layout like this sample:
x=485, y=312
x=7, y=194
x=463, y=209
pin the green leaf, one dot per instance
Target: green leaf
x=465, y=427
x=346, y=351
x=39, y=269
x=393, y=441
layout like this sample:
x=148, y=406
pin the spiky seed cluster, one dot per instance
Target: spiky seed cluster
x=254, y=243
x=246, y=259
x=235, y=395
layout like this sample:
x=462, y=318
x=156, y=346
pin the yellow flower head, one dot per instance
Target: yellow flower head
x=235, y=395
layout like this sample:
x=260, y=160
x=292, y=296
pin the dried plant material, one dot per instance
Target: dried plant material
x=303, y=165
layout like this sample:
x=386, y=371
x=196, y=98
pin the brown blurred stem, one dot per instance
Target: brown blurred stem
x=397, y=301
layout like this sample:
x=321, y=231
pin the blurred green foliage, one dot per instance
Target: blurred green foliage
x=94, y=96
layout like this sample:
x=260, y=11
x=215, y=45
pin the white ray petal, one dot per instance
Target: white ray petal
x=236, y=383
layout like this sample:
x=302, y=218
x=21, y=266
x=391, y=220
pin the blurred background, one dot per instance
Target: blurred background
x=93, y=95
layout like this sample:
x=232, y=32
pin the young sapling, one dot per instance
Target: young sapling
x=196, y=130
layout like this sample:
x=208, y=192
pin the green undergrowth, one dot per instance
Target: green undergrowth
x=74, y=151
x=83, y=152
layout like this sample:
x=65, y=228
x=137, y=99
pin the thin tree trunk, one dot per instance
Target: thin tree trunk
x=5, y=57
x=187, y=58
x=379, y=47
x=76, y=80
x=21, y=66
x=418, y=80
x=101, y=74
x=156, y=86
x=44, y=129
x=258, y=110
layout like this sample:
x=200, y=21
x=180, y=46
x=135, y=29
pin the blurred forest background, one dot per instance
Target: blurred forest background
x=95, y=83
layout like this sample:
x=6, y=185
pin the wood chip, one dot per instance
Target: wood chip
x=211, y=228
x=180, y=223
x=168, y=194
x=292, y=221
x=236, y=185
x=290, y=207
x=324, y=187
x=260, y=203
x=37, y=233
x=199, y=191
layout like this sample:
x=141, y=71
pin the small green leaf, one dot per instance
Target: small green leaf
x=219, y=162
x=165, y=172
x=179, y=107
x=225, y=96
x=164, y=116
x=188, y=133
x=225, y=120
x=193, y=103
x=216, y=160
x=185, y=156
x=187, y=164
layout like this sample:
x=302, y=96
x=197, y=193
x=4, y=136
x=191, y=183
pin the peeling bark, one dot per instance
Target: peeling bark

§ Requirement: Read through the listing and copy each line in which the word "peeling" occurs.

§ Output:
pin the peeling bark, one dot per instance
Target: peeling bark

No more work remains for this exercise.